### What is being asked
Update the records below by replacing each "white printed paper" with "printed white sheet" and leaving all other text unchanged. Leave out the pictures.

### Information provided
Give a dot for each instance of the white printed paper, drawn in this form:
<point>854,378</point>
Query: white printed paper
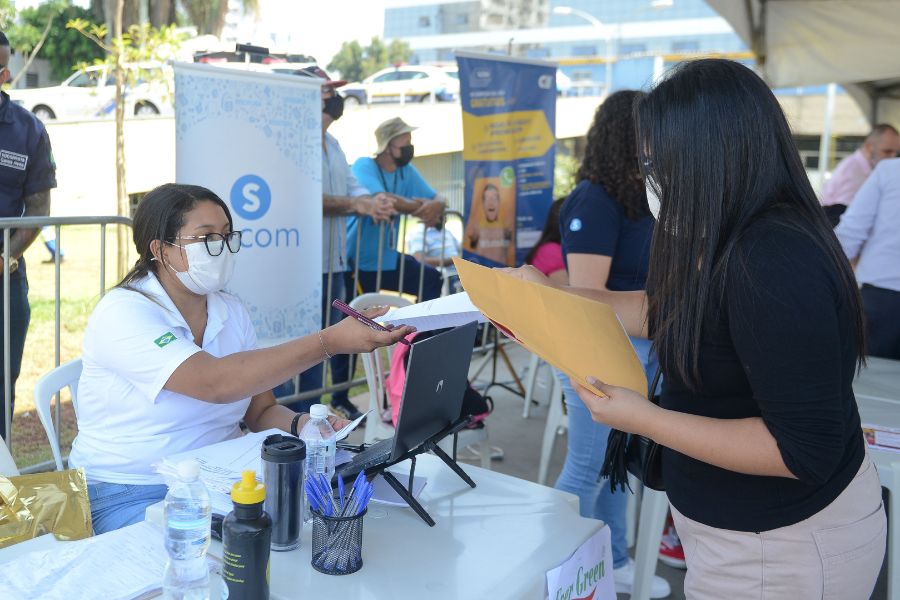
<point>449,311</point>
<point>119,565</point>
<point>588,574</point>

### Exercise answer
Give a dot for each instance of the printed white sheet, drawn in this form:
<point>854,378</point>
Query: printed white sheet
<point>449,311</point>
<point>119,565</point>
<point>588,574</point>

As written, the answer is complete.